Testo della pagina |
===

Sbandito per siffatte emergenze dal ristorato reggimento teocratico, dopo aver corso parecchie incresciose vicissitudini, trovai alla perfine asilo in Piemonte, all’ombra della nostra nazionale bandiera; della quale fortuna riferisco grazie a Dio ed agli uomini che me la procacciarono.
Ne’ due anni di politica rinascenza, io m’ebbi la ventura di veder molte cose, e di queste or mi piacqui, or mi dolsi, secondo che la bella e santa causa nostra onorassero, o deturpassero. La è mia mente che tutti per vario modo fallimmo, non intenzioni già, ma ne’ mezzi. E di essi farò mio studio nelle biennali memorie ch’evocai dal passato per confortare alcun poco la mia presente solitudine.

===

Dati forniti |

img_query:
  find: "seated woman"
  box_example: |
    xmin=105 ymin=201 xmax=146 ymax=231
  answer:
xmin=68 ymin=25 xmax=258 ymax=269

===

Problema proposto |
Rendi in inglese la seguente frase tratta dal testo della pagina: «La è mia mente che tutti per vario modo fallimmo, non intenzioni già, ma ne’ mezzi.»

Soluzione |
It is my belief that we all failed in various ways, not in our intentions, but in the means.